(Extrait de page)
▽
La cueillette des champignons au Liban : potentiellement belle, mais encore inexploitée

Une page Facebook est la seule solution offerte aux randonneurs locaux pour ne pas s’intoxiquer.

Un leucopaxillus de près de 30 centimètres trouvé à Broummana. Photo de Dany Saab/Flora of Lebanon in pics

Samedi 15 décembre : dans la forêt d’Azer, dans le Akkar, Sandra Sleiman s’active à la recherche de champignons, à demi cachée par la broussaille et les feuilles tombées des arbres. Cette étudiante en master 2 en gestion et conservation des ressources naturelles à l’Université libanaise récolte ces organismes vivants – non pas pour sa consommation personnelle, mais pour son mémoire de recherche portant sur la diversité des champignons présents en abondance sur le territoire libanais. Un drôle de passe-temps pour un samedi après-midi, mais cette étudiante est passionnée : « Quand l’idée de me lancer dans une recherche sur les genres de champignons qui poussent au Liban m’est venue, je me suis précipitée pour envoyer un mail à Jean Stéphan (expert écologiste et professeur assistant à l’Université libanaise) en la lui exposant et en lui demandant s’il y avait quelque chose à faire à ce sujet. Sa réponse a été qu’il n’y avait pas d’experts au Liban. » C’était une façon de l’encourager. Elle marque une petite pause, le sourire aux lèvres, avant d’ajouter : « Je pense que nous en aurons bientôt. »

Professeur adjoint à la faculté des sciences de l’UL, dans le département des sciences de la vie et de la terre, depuis 2008, Jean Stéphan avait créé une page Facebook dédiée, en partie, à la cueillette des champignons, Flora of Lebanon in pics. C’est en observant l’intérêt croissant de ses étudiants pour les réseaux sociaux qu’il avait ouvert cette page interactive sur la flore libanaise et les différentes espèces découvertes au hasard d’une promenade ou d’une randonnée. Aujourd’hui, il est le premier à être étonné du succès de sa page : « Nous avions commencé avec un petit nombre d’amateurs de photographie, de biologistes, d’écologistes, et nous nous retrouvons aujourd’hui avec plus de 2 400 membres que nous filtrons régulièrement pour ne pas avoir des gens qui ne sont pas forcément intéressés par le domaine. »

Des experts canadiens, roumains, portugais et français interviennent sur la page et répondent aux questions de plus en plus nombreuses des internautes libanais, en postant des commentaires sous leurs photos. La page n’est pas dédiée aux champignons, mais Jean Stéphan a vite constaté l’intérêt des Libanais pour leur cueillette et leur consommation. Cet intérêt explose en ce moment : « Depuis l’automne, on a une interaction en hausse, plus significative. Les gens postent des photos de champignons dans l’espoir de pouvoir les identifier, de voir s’ils sont comestibles ou pas. » Selon lui, l’intérêt démontré pour les champignons reflète un besoin de la part des membres du groupe, qui représente quand même une proportion de la population libanaise, laquelle veut connaître ce genre d’organismes vivants, pour pouvoir mieux les apprécier et les éviter quand il le faut.
△
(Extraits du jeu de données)
▽
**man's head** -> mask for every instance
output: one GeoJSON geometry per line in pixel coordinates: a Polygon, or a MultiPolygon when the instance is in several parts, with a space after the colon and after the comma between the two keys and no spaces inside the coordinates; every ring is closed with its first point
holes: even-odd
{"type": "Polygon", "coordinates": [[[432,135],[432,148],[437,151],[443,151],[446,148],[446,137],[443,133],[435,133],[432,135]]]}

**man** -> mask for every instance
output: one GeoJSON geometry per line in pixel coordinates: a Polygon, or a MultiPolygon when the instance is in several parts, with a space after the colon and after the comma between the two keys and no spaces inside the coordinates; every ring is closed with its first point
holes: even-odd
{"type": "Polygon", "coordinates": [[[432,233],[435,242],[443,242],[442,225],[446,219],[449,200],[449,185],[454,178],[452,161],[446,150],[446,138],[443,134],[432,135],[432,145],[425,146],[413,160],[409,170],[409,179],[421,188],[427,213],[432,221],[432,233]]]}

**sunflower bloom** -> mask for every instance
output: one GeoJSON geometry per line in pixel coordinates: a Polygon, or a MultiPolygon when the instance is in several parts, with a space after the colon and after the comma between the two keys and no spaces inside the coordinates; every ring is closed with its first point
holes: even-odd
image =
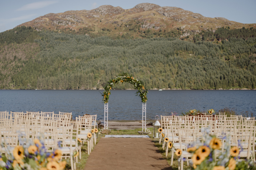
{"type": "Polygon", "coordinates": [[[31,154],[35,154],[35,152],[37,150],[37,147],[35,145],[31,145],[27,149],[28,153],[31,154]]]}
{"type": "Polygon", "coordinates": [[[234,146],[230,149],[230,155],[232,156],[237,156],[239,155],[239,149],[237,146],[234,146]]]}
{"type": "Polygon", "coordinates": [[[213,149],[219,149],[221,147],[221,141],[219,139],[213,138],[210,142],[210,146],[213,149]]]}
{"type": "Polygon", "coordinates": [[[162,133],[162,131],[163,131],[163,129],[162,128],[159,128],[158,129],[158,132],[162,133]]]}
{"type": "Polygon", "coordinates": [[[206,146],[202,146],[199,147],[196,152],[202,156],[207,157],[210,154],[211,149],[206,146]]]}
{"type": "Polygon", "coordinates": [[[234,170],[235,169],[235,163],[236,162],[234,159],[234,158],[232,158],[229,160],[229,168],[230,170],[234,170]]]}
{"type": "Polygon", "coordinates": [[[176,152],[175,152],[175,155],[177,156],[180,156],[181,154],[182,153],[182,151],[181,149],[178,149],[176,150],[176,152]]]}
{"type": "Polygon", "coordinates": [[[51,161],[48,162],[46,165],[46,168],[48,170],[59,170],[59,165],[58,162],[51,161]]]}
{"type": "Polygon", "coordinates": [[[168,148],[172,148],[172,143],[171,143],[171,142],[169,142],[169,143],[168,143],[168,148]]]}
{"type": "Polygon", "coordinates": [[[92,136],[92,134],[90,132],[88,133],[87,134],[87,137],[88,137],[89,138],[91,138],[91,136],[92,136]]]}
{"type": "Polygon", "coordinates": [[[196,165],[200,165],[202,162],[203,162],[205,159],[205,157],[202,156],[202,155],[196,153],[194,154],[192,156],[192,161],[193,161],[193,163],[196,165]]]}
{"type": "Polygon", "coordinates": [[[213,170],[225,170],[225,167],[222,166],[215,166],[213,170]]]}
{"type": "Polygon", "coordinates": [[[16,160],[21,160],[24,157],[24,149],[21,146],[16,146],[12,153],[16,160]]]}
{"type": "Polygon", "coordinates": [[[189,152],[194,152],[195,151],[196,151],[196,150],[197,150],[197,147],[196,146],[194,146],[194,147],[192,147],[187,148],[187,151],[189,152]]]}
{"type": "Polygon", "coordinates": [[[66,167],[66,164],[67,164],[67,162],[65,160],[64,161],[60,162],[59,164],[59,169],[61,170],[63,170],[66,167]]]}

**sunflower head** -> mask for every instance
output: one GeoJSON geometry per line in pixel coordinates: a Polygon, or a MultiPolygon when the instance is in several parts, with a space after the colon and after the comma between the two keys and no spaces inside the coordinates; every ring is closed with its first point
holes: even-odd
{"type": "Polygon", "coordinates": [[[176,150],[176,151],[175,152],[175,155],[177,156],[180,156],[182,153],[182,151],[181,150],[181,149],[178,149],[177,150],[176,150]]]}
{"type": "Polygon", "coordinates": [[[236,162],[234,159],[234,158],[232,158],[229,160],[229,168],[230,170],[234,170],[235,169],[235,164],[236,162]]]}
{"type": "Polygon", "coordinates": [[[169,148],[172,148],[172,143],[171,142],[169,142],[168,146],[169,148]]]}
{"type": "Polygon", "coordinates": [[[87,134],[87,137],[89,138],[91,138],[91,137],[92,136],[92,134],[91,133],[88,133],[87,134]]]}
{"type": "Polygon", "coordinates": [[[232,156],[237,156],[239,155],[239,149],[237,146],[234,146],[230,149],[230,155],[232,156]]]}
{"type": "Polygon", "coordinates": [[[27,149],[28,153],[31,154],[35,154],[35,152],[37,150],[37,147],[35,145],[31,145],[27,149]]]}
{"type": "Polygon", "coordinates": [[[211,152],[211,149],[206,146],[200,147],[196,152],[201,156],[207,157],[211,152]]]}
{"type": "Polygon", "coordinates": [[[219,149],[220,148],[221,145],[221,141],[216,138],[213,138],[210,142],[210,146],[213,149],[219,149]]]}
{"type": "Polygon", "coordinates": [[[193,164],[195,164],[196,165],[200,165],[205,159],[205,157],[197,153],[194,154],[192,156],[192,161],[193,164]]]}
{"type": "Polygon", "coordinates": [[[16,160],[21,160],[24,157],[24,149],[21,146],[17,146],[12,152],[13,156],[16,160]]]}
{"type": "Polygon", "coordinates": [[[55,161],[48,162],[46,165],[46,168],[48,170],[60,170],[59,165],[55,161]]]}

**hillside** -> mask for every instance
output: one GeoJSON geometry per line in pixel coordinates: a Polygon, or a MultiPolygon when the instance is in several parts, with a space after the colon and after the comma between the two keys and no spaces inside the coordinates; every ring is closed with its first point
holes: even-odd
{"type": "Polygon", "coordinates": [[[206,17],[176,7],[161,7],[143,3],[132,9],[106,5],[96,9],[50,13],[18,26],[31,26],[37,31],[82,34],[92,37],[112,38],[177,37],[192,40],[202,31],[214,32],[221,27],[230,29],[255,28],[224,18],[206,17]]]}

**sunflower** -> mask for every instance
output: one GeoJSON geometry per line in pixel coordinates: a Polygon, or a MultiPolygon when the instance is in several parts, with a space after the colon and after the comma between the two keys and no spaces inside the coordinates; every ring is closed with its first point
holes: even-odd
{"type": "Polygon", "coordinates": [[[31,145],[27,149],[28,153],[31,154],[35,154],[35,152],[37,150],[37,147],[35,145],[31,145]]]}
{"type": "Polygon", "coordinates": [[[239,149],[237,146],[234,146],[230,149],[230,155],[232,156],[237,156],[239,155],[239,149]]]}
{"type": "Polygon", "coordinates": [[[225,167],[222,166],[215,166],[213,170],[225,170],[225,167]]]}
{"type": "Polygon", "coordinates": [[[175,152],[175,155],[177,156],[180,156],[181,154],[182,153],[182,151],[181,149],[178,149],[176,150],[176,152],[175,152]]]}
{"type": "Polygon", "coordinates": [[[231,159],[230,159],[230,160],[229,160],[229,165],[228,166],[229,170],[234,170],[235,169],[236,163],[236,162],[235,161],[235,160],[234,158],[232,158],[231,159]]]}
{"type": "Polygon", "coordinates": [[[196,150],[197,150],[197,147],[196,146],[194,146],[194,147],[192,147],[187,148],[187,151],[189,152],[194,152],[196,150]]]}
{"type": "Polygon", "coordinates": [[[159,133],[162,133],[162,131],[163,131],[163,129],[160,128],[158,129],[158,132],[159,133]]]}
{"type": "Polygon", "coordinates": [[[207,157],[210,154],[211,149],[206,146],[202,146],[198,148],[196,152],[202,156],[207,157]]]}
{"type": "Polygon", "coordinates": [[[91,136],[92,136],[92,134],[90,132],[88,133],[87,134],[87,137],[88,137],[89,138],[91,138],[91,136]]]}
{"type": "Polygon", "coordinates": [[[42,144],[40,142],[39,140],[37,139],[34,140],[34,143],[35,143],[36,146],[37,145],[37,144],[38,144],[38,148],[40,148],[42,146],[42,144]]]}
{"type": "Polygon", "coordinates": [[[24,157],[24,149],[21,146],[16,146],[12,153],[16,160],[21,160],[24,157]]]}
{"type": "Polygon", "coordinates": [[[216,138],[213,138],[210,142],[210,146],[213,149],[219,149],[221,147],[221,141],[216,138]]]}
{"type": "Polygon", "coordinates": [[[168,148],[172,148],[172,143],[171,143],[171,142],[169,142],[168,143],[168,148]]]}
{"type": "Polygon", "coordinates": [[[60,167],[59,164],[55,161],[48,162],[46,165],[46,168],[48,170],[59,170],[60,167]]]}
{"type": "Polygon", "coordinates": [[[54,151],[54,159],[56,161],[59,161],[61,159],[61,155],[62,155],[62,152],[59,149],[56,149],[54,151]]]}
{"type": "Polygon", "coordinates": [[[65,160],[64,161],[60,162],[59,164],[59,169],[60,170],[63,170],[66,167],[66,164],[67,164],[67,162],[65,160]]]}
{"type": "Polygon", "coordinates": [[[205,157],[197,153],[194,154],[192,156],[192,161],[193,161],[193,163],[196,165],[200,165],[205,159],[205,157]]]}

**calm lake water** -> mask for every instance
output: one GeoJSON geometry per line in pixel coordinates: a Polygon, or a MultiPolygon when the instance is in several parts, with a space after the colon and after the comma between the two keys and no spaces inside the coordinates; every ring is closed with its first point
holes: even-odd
△
▽
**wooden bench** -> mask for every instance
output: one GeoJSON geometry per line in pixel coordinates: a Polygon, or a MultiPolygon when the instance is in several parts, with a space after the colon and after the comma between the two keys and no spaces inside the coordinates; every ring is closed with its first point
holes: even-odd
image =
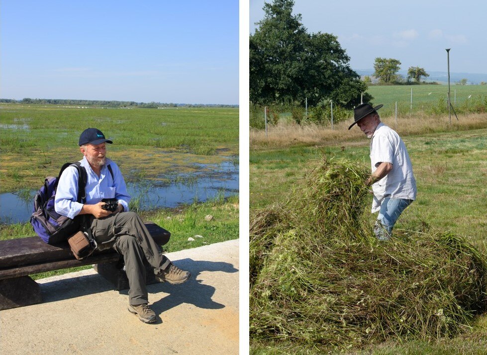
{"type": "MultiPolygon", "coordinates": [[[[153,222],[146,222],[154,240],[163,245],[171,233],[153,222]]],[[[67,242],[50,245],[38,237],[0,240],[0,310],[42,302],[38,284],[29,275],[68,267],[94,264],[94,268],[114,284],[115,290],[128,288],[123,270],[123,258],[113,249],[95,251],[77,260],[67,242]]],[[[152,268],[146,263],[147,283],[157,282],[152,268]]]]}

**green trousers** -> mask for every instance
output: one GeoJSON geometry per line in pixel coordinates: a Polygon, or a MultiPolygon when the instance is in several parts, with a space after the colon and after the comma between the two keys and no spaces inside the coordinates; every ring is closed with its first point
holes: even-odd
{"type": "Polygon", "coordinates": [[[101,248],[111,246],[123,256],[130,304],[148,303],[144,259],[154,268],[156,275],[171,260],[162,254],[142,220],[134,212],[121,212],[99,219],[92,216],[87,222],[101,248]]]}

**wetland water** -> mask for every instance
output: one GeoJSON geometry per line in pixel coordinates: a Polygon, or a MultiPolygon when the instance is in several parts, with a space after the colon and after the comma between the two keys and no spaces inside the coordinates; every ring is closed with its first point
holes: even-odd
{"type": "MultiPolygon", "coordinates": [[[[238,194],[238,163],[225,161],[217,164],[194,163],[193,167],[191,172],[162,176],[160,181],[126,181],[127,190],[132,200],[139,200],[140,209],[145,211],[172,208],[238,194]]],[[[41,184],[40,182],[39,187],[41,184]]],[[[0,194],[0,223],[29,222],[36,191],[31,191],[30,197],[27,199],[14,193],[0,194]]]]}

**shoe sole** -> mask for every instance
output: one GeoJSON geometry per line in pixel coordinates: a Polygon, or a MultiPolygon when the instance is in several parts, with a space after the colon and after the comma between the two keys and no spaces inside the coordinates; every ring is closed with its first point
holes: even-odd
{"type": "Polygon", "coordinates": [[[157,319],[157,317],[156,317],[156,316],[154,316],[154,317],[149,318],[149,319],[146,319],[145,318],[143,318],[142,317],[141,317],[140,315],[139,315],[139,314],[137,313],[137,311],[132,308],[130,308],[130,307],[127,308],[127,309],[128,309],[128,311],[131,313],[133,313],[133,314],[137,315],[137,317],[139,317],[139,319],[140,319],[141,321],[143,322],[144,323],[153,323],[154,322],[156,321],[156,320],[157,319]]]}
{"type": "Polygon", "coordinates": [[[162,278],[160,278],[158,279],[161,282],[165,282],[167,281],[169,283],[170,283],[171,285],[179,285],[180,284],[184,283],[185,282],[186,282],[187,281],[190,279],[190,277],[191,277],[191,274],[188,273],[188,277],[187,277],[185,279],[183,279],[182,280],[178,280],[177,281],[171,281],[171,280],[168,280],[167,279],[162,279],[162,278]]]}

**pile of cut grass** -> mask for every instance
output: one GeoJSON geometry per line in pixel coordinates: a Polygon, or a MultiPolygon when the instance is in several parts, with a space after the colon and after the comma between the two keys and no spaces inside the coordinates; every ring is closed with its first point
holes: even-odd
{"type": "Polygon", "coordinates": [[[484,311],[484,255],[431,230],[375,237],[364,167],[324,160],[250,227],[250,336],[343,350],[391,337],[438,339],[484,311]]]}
△
(Consigne) Mets à jour le texte sur la cueillette des champignons, de "La cueillette des champignons au" jusqu'à "ne pas s’intoxiquer.", en remplaçant "randonneurs" par "promeneurs". Les entrées sont un contenu à part, distinct du texte.

(Résultat)
La cueillette des champignons au Liban : potentiellement belle, mais encore inexploitée

Une page Facebook est la seule solution offerte aux promeneurs locaux pour ne pas s’intoxiquer.